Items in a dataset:
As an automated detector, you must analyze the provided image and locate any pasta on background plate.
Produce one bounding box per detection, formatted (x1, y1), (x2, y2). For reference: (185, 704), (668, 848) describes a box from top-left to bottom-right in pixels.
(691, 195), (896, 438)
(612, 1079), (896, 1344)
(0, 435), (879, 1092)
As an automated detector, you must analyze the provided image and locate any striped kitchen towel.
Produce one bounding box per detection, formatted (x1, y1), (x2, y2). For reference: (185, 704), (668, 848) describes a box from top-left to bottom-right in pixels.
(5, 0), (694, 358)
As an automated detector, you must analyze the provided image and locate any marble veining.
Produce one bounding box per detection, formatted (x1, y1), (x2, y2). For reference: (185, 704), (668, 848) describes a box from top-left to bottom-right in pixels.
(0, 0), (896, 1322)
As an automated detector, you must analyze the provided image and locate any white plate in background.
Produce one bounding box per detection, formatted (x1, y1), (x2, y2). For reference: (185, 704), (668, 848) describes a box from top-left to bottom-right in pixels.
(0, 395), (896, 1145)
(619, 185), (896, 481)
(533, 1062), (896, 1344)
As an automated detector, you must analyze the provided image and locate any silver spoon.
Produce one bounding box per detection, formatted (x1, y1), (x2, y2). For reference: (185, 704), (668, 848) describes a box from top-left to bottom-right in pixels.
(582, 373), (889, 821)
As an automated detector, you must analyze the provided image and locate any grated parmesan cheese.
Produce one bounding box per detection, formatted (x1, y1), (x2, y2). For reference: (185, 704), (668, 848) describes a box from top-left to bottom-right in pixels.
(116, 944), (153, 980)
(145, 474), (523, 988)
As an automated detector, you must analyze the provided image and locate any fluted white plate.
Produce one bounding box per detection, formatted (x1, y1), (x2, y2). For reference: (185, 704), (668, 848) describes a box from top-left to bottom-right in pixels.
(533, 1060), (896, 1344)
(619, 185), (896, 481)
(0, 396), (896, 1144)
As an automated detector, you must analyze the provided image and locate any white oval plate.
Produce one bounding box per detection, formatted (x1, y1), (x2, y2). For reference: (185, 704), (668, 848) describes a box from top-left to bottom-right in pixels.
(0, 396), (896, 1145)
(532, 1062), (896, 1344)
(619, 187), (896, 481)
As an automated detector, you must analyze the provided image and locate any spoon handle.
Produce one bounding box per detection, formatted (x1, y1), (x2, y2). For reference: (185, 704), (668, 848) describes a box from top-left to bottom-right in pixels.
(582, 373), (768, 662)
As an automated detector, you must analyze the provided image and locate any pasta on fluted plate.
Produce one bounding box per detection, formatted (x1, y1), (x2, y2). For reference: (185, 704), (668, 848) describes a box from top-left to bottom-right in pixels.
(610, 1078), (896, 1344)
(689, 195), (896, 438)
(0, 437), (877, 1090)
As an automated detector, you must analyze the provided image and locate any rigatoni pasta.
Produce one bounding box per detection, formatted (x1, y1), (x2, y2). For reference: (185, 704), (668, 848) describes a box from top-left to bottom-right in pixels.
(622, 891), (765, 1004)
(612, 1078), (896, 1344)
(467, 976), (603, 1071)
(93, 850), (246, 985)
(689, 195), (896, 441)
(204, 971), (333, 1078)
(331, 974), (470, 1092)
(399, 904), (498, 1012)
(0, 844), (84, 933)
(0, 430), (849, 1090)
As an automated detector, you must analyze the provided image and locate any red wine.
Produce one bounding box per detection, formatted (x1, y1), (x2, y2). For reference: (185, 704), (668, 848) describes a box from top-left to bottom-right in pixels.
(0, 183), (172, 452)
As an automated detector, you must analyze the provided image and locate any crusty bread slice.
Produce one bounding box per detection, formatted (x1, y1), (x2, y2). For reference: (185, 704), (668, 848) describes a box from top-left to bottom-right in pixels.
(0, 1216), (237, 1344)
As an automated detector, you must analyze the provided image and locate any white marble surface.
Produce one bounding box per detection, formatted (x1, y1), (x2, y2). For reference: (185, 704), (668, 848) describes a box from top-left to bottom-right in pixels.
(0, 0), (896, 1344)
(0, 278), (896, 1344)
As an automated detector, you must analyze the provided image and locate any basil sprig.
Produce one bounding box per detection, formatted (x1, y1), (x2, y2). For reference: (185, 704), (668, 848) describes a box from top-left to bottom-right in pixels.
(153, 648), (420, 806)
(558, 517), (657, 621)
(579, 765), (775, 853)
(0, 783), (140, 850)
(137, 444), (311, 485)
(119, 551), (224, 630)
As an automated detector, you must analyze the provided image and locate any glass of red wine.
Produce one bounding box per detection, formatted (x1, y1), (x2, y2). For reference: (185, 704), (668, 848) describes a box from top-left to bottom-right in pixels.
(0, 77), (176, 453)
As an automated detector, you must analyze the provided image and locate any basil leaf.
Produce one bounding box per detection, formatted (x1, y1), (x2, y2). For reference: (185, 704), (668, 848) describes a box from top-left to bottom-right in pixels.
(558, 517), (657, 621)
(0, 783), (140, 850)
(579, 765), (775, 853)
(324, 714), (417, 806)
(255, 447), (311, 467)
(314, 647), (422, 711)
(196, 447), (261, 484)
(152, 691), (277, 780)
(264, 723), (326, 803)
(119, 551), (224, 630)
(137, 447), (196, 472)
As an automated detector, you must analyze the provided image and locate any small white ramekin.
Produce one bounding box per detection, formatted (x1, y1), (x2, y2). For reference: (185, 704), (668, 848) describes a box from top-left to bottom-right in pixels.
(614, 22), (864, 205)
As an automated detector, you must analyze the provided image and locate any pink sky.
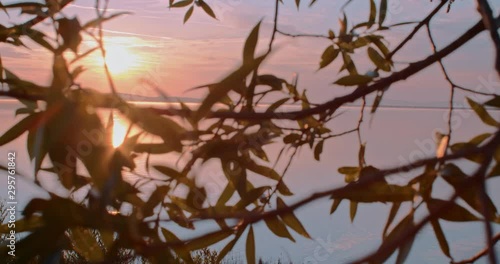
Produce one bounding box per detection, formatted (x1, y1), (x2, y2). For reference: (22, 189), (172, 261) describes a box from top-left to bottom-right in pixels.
(0, 0), (500, 106)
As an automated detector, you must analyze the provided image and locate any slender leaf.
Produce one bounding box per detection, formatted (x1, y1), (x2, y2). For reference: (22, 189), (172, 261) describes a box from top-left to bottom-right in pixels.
(246, 226), (256, 264)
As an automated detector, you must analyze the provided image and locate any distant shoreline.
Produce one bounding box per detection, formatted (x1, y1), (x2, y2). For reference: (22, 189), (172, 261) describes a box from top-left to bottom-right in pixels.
(0, 94), (500, 111)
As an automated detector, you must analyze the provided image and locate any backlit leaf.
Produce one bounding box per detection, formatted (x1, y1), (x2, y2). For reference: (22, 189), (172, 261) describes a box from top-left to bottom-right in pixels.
(277, 197), (311, 238)
(349, 201), (358, 223)
(184, 6), (194, 24)
(378, 0), (387, 26)
(431, 219), (451, 258)
(246, 226), (256, 264)
(335, 75), (372, 86)
(243, 22), (261, 63)
(319, 45), (340, 69)
(0, 113), (42, 146)
(368, 47), (391, 72)
(264, 216), (295, 242)
(427, 199), (479, 222)
(467, 97), (500, 127)
(314, 141), (325, 161)
(197, 0), (217, 19)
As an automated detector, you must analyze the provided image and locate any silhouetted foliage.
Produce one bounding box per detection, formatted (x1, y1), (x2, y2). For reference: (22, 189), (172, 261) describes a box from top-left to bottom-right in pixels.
(0, 0), (500, 263)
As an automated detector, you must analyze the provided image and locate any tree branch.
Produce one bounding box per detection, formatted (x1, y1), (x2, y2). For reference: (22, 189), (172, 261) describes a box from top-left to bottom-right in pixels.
(477, 0), (500, 76)
(451, 233), (500, 264)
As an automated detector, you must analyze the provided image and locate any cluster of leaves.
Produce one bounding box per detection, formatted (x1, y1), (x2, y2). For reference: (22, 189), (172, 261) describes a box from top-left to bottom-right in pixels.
(0, 0), (499, 263)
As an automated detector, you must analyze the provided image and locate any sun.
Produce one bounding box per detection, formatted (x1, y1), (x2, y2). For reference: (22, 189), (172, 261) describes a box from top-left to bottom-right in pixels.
(102, 45), (139, 75)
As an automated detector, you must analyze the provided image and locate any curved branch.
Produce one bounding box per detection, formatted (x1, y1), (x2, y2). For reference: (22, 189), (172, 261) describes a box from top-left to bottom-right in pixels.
(477, 0), (500, 76)
(207, 16), (500, 120)
(451, 233), (500, 264)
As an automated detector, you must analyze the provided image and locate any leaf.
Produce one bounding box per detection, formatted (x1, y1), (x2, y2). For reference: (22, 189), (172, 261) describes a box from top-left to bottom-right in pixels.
(314, 140), (325, 161)
(244, 160), (281, 181)
(339, 13), (347, 36)
(215, 183), (235, 207)
(469, 133), (491, 146)
(170, 0), (194, 8)
(335, 75), (373, 86)
(368, 47), (391, 72)
(370, 91), (384, 114)
(467, 97), (500, 127)
(277, 197), (311, 239)
(427, 199), (479, 222)
(277, 181), (293, 196)
(118, 104), (186, 152)
(334, 181), (415, 203)
(378, 0), (387, 26)
(82, 11), (131, 29)
(234, 186), (269, 209)
(194, 55), (266, 120)
(184, 6), (194, 24)
(338, 167), (361, 174)
(441, 163), (497, 218)
(319, 45), (340, 69)
(264, 216), (295, 242)
(246, 226), (256, 264)
(216, 235), (240, 263)
(197, 0), (217, 19)
(373, 214), (415, 263)
(243, 21), (262, 63)
(366, 35), (392, 57)
(382, 202), (401, 238)
(0, 113), (42, 146)
(141, 186), (170, 217)
(341, 51), (358, 75)
(283, 133), (302, 144)
(25, 28), (55, 52)
(349, 201), (358, 223)
(431, 219), (451, 258)
(153, 165), (184, 179)
(488, 162), (500, 177)
(367, 0), (377, 28)
(396, 230), (415, 264)
(484, 95), (500, 108)
(161, 227), (193, 263)
(69, 227), (104, 262)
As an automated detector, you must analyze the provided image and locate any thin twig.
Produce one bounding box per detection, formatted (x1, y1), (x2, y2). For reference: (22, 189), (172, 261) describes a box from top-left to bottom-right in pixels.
(477, 0), (500, 76)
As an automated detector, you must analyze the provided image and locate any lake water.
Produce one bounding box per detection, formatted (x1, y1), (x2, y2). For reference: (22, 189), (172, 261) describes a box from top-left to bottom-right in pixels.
(0, 102), (500, 263)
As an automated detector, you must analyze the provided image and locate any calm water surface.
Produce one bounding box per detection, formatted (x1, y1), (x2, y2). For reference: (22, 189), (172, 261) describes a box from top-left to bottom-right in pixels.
(0, 102), (500, 263)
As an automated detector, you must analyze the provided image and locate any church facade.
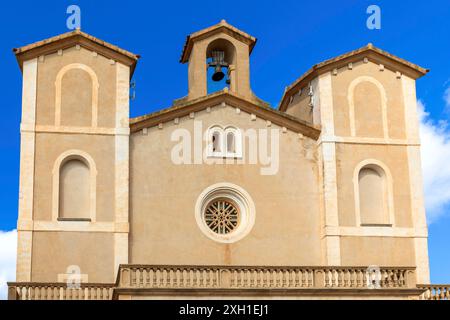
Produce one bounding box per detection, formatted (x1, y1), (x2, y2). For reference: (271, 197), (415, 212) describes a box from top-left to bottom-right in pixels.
(9, 21), (440, 299)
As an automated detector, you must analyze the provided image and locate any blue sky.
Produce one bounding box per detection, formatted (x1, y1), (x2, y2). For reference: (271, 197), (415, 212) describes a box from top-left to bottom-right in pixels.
(0, 0), (450, 283)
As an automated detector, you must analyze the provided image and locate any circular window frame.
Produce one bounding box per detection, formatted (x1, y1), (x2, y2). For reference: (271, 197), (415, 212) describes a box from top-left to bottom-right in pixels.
(195, 182), (255, 243)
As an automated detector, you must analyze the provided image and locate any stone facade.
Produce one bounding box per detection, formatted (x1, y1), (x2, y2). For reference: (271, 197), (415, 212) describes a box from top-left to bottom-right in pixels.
(10, 21), (436, 299)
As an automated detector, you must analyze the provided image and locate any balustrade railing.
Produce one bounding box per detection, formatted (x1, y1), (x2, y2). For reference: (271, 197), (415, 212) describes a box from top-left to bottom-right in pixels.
(8, 282), (114, 300)
(8, 265), (442, 300)
(118, 265), (415, 289)
(417, 284), (450, 300)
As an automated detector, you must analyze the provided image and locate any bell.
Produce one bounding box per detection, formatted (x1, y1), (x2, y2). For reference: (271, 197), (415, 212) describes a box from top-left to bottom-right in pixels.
(212, 65), (225, 81)
(208, 51), (228, 82)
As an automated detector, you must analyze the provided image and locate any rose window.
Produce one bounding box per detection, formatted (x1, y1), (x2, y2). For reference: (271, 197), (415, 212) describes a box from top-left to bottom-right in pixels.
(204, 199), (240, 234)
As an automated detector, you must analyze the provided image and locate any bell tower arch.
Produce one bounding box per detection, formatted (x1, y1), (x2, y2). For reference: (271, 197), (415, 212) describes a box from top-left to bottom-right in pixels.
(180, 20), (257, 100)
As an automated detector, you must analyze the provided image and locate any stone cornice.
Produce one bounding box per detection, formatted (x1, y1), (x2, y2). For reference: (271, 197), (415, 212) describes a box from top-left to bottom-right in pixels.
(130, 90), (320, 140)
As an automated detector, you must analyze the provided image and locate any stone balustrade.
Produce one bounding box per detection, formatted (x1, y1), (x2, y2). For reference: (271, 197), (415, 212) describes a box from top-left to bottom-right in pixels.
(8, 265), (450, 300)
(8, 282), (114, 300)
(118, 265), (415, 289)
(417, 284), (450, 301)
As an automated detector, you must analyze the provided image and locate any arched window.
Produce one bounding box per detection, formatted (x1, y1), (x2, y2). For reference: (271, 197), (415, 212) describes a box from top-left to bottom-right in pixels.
(59, 158), (91, 220)
(227, 132), (236, 153)
(358, 165), (390, 225)
(52, 149), (97, 222)
(212, 131), (222, 153)
(225, 127), (242, 158)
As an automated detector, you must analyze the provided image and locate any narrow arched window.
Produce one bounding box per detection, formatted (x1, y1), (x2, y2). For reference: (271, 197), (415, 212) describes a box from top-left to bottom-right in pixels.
(58, 158), (91, 220)
(358, 166), (388, 225)
(227, 132), (236, 154)
(212, 131), (222, 153)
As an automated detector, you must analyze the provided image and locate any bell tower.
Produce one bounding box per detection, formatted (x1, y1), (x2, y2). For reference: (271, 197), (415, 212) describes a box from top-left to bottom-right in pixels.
(180, 20), (256, 100)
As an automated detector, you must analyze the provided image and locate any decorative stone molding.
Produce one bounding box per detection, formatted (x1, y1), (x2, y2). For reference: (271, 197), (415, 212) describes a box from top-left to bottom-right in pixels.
(52, 149), (97, 222)
(353, 159), (395, 227)
(195, 182), (255, 243)
(55, 63), (99, 128)
(347, 76), (389, 139)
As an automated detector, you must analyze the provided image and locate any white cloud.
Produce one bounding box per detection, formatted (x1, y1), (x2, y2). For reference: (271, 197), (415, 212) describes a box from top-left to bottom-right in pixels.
(444, 87), (450, 110)
(417, 100), (450, 223)
(0, 230), (17, 300)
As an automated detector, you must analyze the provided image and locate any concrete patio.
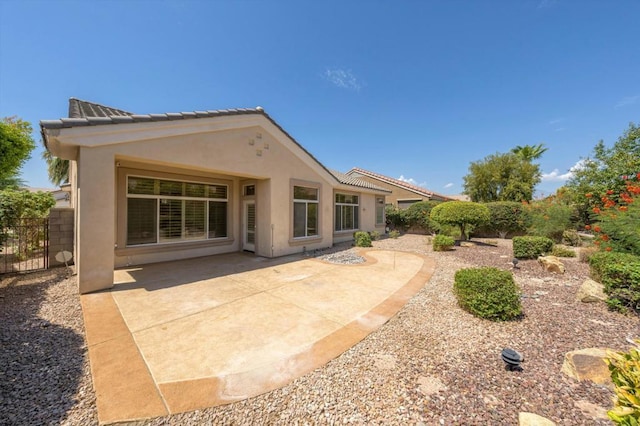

TASK DESCRIPTION> Rewrite the lines from the one containing "locate any bell." through the one containing "(417, 284), (450, 301)", putting "brick" wherever "stone" appears and keeping everything else the same. Give only those lines.

WRITTEN RESPONSE>
As an automated detector, you must analyze the provided image and locate any bell.
Produce one bounding box per detection, formatted (x1, y1), (x2, y2). For reference: (271, 197), (415, 212) describes a box from top-left to bottom-right in pixels.
(212, 65), (225, 81)
(208, 51), (228, 82)
As an automated detector, you must analyze the provided image and locate any rose window.
Produce one bounding box per detection, formatted (x1, y1), (x2, y2). For reference: (271, 197), (415, 212) describes a box from top-left to bottom-right in pixels.
(204, 199), (240, 234)
As an automated detector, you must analyze the provided image and locate any bell tower arch.
Produce one bounding box per detection, formatted (x1, y1), (x2, y2). For reference: (271, 197), (415, 212) describes a box from top-left to bottom-right in pixels.
(180, 20), (257, 100)
As an automated detector, you must analyze the provided image and locate any brick cornice.
Produce one bounding box per detection, formatted (x1, y1), (x2, y2). For reference: (271, 197), (415, 212) describes a box from top-left to bottom-right in pixels.
(130, 90), (320, 140)
As an automated detector, you must analyze the provided image and locate any brick balustrade.
Produce one bounding box per detection, formatted (x1, y1), (x2, y2). For reference: (271, 197), (415, 212) describes a box from top-left to bottom-right in pixels.
(8, 265), (450, 300)
(8, 282), (114, 300)
(118, 265), (415, 289)
(417, 284), (450, 301)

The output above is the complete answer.